# ACTIVITY:
Although pictures appear in the data, the answer should contain only the lines from its start through the line with "Ground car wheel", written out exactly.

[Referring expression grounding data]
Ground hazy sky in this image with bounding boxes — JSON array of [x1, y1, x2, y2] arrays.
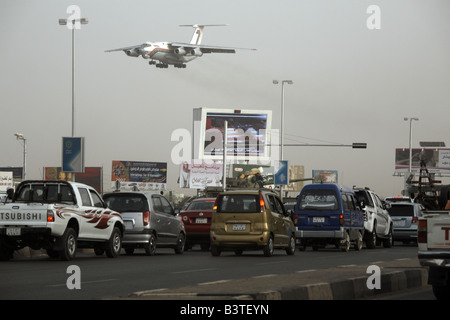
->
[[1, 0, 449, 197]]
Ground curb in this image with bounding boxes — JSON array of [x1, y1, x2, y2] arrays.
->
[[128, 260, 429, 300]]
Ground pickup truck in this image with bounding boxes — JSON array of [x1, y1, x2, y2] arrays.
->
[[0, 180, 124, 261], [418, 210, 450, 299]]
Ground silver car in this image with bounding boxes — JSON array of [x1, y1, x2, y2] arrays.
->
[[388, 202, 424, 244], [103, 192, 186, 255]]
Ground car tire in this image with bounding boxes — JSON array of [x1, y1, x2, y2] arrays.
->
[[174, 233, 185, 254], [286, 235, 295, 256], [210, 245, 222, 256], [354, 231, 363, 251], [105, 227, 122, 258], [263, 236, 274, 257], [340, 232, 350, 252], [366, 222, 377, 249], [59, 227, 77, 261], [144, 234, 156, 256], [383, 225, 393, 248]]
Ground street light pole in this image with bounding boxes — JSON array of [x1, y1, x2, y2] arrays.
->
[[273, 80, 293, 162], [14, 133, 26, 181], [59, 17, 88, 137], [404, 117, 419, 174]]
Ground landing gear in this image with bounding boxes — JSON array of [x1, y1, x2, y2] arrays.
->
[[156, 63, 169, 68], [174, 63, 187, 68]]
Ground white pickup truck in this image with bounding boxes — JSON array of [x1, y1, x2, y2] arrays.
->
[[418, 210, 450, 299], [0, 180, 124, 261]]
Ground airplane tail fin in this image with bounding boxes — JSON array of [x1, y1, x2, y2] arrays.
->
[[179, 24, 229, 45]]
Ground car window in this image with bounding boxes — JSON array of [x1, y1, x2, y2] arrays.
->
[[355, 191, 374, 207], [299, 189, 339, 211], [104, 194, 148, 213], [89, 189, 104, 208], [217, 194, 259, 213], [160, 196, 174, 215], [78, 188, 92, 206], [387, 204, 415, 217], [267, 195, 284, 214], [152, 196, 164, 212], [186, 200, 215, 211]]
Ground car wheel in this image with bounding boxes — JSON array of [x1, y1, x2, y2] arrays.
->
[[210, 245, 222, 256], [144, 234, 157, 256], [105, 227, 122, 258], [174, 233, 185, 254], [366, 223, 377, 249], [340, 232, 350, 252], [354, 231, 363, 251], [263, 236, 274, 257], [286, 235, 295, 256], [60, 227, 77, 261], [383, 225, 393, 248]]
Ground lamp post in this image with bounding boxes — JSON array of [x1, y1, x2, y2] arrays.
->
[[14, 133, 26, 181], [273, 80, 293, 162], [404, 117, 419, 174], [58, 17, 88, 137]]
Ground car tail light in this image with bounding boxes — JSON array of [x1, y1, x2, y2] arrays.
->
[[259, 193, 266, 212], [47, 210, 55, 222], [412, 216, 419, 224], [418, 219, 427, 243], [143, 211, 150, 226], [212, 195, 219, 212], [339, 214, 344, 226]]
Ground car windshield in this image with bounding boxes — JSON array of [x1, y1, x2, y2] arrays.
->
[[104, 194, 148, 213], [15, 183, 75, 204], [388, 204, 414, 217], [217, 194, 259, 213], [186, 200, 215, 211], [299, 189, 339, 211]]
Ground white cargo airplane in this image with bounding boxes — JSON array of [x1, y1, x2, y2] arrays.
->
[[105, 24, 255, 68]]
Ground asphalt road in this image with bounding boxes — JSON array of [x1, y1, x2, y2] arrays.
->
[[0, 244, 420, 300]]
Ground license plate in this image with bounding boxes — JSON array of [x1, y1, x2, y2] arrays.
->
[[6, 228, 21, 236], [195, 218, 207, 224], [232, 224, 246, 231], [312, 217, 325, 223], [393, 220, 405, 227]]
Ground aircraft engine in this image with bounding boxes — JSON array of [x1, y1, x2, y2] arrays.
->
[[190, 48, 203, 57], [125, 48, 140, 57], [174, 47, 186, 55]]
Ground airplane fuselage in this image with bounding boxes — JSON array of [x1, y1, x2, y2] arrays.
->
[[140, 42, 198, 65]]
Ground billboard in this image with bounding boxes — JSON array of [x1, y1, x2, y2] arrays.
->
[[179, 161, 223, 189], [395, 148, 450, 173], [193, 108, 272, 162], [44, 167, 102, 193], [62, 137, 85, 173], [0, 171, 13, 192], [111, 161, 167, 190], [312, 170, 338, 184]]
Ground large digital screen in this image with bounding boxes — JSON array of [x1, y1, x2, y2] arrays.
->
[[193, 108, 272, 162]]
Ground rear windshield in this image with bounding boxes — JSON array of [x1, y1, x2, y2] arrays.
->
[[186, 200, 215, 211], [388, 205, 414, 217], [104, 194, 148, 213], [15, 183, 75, 204], [217, 194, 259, 213], [299, 189, 339, 211]]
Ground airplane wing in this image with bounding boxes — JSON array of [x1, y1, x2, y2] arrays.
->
[[170, 42, 256, 54], [104, 44, 146, 52]]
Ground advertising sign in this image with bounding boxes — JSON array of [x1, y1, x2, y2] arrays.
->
[[312, 170, 338, 184], [179, 161, 223, 189], [193, 108, 272, 162], [44, 167, 102, 193], [0, 171, 13, 192], [232, 164, 274, 187], [62, 137, 85, 173], [274, 160, 288, 185], [111, 161, 167, 190], [395, 148, 450, 173]]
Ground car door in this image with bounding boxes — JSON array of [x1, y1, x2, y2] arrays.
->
[[159, 196, 180, 245], [267, 194, 288, 245], [373, 194, 387, 233], [151, 195, 171, 244], [77, 187, 110, 240]]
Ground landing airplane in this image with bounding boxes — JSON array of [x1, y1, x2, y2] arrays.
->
[[105, 24, 255, 68]]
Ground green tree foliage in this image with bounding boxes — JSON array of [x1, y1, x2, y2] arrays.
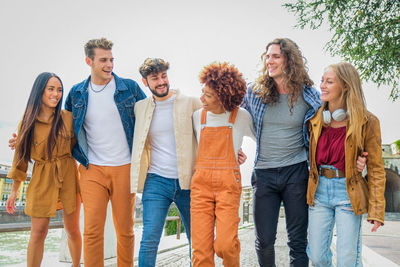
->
[[283, 0, 400, 100], [394, 139, 400, 153], [164, 204, 185, 236]]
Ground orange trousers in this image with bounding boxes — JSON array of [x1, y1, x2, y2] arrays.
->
[[191, 108, 242, 267], [79, 163, 135, 267]]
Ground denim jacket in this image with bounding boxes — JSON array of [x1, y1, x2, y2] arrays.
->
[[65, 73, 146, 167], [241, 83, 321, 164]]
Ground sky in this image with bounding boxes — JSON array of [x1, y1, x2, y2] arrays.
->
[[1, 0, 399, 185]]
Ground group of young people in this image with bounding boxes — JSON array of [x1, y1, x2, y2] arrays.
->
[[6, 37, 386, 267]]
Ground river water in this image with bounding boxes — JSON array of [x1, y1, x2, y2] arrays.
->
[[0, 229, 61, 266]]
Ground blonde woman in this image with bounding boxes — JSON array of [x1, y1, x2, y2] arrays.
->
[[307, 62, 386, 266]]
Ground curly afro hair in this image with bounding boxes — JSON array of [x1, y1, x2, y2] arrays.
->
[[199, 62, 247, 112]]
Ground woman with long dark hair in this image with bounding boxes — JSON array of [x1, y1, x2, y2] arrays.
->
[[307, 62, 386, 266], [6, 72, 82, 267]]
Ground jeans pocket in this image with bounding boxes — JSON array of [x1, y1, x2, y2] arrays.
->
[[338, 201, 355, 214], [147, 173, 157, 179], [309, 197, 321, 211]]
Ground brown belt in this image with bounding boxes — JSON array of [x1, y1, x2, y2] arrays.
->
[[319, 167, 345, 179]]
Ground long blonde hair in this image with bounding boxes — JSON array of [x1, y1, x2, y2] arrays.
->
[[322, 62, 368, 150]]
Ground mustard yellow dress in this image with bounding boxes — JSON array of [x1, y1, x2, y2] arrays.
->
[[8, 110, 79, 217]]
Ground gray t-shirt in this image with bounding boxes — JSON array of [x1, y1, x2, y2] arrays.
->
[[255, 94, 308, 169]]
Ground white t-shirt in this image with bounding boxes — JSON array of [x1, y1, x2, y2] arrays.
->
[[84, 77, 131, 166], [147, 95, 179, 179], [192, 107, 255, 159]]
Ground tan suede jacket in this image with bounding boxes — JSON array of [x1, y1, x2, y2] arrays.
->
[[130, 89, 201, 193], [307, 108, 386, 223]]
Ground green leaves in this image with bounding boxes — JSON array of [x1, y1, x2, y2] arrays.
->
[[283, 0, 400, 100]]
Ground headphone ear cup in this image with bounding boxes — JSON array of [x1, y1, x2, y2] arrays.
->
[[332, 109, 347, 121], [322, 110, 331, 124]]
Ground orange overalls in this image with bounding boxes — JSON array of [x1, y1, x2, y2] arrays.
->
[[191, 107, 242, 267]]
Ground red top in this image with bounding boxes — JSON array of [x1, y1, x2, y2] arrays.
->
[[316, 126, 346, 172]]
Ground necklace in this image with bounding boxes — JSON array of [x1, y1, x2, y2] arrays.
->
[[89, 79, 111, 93]]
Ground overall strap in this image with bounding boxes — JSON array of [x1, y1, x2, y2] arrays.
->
[[201, 107, 239, 127], [201, 109, 207, 125], [228, 107, 239, 124]]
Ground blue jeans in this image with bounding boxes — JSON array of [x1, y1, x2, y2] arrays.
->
[[252, 161, 309, 267], [308, 168, 362, 267], [139, 173, 191, 267]]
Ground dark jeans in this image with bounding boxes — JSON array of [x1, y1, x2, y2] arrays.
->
[[252, 161, 309, 267]]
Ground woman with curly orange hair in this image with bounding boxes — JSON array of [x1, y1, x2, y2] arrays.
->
[[190, 62, 255, 267]]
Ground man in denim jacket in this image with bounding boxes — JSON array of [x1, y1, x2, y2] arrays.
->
[[65, 38, 146, 267]]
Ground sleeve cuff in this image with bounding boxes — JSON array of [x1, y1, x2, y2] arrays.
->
[[367, 216, 385, 225], [7, 168, 27, 182]]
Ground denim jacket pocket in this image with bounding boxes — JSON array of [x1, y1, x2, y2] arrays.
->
[[117, 96, 136, 120], [72, 100, 84, 120], [123, 98, 135, 119]]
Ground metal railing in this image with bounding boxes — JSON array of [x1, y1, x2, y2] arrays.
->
[[0, 186, 254, 237], [0, 220, 63, 232], [0, 215, 183, 237]]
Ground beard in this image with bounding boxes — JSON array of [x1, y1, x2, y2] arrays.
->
[[150, 83, 170, 98]]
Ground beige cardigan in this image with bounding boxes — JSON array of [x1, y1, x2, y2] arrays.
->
[[130, 89, 201, 193]]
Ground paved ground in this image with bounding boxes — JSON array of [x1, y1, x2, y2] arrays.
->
[[8, 213, 399, 266], [361, 214, 400, 266], [146, 217, 400, 267], [150, 227, 259, 266], [148, 220, 288, 267]]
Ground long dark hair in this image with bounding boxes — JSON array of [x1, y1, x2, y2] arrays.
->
[[16, 72, 65, 164]]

# SOLUTION BELOW:
Ground hazy sky in this image with bounding boxes — JSON array of [x1, y1, x2, y2] arrays.
->
[[1, 0, 449, 197]]
Ground curb in this image with bounding boxes — JSON array of [x1, y1, x2, y2] arrays.
->
[[128, 260, 429, 300]]
Ground pickup truck in this image with bounding boxes — JSON array of [x1, y1, x2, y2] arrays.
->
[[0, 180, 124, 261], [418, 210, 450, 299]]
Ground silver car in this image with bounding boxes — JSON array of [x1, y1, x2, y2] arrays.
->
[[388, 202, 424, 244], [103, 192, 186, 255]]
Ground car tire in this image with bounding boxes — JSON array of [x1, y1, x2, y2] arrays.
->
[[174, 233, 185, 254], [286, 235, 295, 256], [210, 245, 222, 256], [354, 231, 363, 251], [105, 227, 122, 258], [263, 236, 274, 257], [340, 232, 350, 252], [366, 222, 377, 249], [59, 227, 77, 261], [144, 234, 156, 256], [383, 225, 393, 248]]
Ground street light pole in this image with bounding boxes — JSON array of [x1, y1, x2, y2] arrays.
->
[[273, 80, 293, 162], [14, 133, 26, 181], [59, 17, 88, 137], [404, 117, 419, 174]]
Ground landing gear in this image with bounding boxes — JSON array of [x1, y1, x2, y2] arrays.
->
[[156, 63, 169, 68], [174, 63, 187, 68]]
Ground white pickup truck in this image with bounding boxes — JSON array of [x1, y1, x2, y2] arrays.
->
[[418, 210, 450, 299], [0, 180, 124, 261]]
Ground airplane tail fin in this image with bounding boxes — JSON array of [x1, y1, x2, y2] arrays.
->
[[179, 24, 229, 45]]
Ground car window in this image with bounding boxes — JSON array of [x1, y1, x2, y2] arrays.
->
[[355, 191, 374, 207], [299, 189, 339, 211], [104, 194, 148, 213], [89, 189, 104, 208], [217, 194, 259, 213], [160, 196, 174, 215], [78, 188, 92, 206], [387, 204, 415, 217], [267, 195, 284, 214], [152, 196, 164, 212], [186, 200, 215, 211]]
Ground car wheel in this image with bounding boxes — JSON array of [x1, y1, x2, y2] arrays.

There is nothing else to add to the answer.